Finally, the C75 of STS has been replaced by a serine in the bacterial ASK. This serine could easily be converted to a formylglycine. The difference between the serine and formylglycine funtional groups, a 0.2Å difference in bond length and the absence of two hydrogen atoms in formylglycine, cannot be differentiated at 2.4Å crystal structure resolution. An experiment performed on Klebsiella pneumoneae,which expresses a very similar ASK to that of Bacteroides thetaiotaomicrone, revealed that the analogous serine residue is oxidised to formylglycine. A certain group of bacteria including two of above mentioned strains use a different post translational modification system in this process. See 'evolution of sulfatases' for details.

WHAT YOU WILL DO.
Reproduce the sulfatase passage word for word, beginning at the words "Finally, the C75" and stopping after "sulfatases' for details.".

STORED DATA.
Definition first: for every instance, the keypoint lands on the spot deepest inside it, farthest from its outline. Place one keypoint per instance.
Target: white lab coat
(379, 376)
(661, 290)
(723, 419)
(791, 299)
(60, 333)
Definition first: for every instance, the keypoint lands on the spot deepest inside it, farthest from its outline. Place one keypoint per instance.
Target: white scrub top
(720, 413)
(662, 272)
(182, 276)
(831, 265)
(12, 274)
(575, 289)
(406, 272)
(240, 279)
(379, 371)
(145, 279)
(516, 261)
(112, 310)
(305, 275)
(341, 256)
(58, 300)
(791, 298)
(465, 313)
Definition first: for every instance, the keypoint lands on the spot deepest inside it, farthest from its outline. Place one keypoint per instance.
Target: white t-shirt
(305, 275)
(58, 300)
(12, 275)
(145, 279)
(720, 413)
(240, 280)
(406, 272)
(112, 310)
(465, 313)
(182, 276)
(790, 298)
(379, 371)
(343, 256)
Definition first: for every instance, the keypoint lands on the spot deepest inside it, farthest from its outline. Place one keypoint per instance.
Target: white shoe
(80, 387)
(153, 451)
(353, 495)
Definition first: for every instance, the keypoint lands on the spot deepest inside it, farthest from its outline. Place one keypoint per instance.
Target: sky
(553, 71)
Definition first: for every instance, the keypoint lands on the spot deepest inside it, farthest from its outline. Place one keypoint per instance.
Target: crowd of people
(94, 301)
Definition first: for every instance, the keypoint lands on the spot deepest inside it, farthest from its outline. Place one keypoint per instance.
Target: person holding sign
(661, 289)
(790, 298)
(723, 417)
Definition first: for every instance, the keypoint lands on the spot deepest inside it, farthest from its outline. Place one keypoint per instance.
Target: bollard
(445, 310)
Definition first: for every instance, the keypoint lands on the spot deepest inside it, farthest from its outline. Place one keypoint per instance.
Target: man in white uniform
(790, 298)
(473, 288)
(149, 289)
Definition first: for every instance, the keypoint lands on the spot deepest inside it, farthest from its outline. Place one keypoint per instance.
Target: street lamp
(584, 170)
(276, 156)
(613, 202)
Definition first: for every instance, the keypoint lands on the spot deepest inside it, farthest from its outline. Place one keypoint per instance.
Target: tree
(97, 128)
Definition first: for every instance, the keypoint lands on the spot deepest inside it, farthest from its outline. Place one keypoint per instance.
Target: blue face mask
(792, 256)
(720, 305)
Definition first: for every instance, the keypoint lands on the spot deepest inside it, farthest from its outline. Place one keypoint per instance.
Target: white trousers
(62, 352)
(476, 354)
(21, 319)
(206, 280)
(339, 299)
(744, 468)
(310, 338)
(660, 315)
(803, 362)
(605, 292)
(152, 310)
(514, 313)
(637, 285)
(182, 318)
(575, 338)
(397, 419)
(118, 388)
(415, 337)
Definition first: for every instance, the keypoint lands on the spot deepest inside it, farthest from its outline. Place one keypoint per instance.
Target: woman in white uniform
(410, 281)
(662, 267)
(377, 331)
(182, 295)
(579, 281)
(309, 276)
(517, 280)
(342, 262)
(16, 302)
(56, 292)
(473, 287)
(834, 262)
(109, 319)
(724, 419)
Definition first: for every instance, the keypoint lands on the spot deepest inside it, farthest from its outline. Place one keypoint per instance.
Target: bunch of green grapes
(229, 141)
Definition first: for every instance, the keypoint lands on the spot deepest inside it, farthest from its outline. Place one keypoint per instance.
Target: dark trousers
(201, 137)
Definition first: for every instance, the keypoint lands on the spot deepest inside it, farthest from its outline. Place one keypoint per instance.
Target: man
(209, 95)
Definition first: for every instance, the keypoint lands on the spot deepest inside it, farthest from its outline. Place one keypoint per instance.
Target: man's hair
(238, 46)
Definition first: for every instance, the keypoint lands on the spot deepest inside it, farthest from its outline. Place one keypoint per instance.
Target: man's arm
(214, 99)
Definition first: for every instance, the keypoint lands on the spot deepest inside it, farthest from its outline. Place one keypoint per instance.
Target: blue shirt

ANSWER TO THE PROBLEM.
Finally, the C75 of STS has been replaced by a serine in the bacterial ASK. This serine could easily be converted to a formylglycine. The difference between the serine and formylglycine funtional groups, a 0.2Å difference in bond length and the absence of two hydrogen atoms in formylglycine, cannot be differentiated at 2.4Å crystal structure resolution. An experiment performed on Klebsiella pneumoneae,which expresses a very similar ASK to that of Bacteroides thetaiotaomicrone, revealed that the analogous serine residue is oxidised to formylglycine. A certain group of bacteria including two of above mentioned strains use a different post translational modification system in this process. See 'evolution of sulfatases' for details.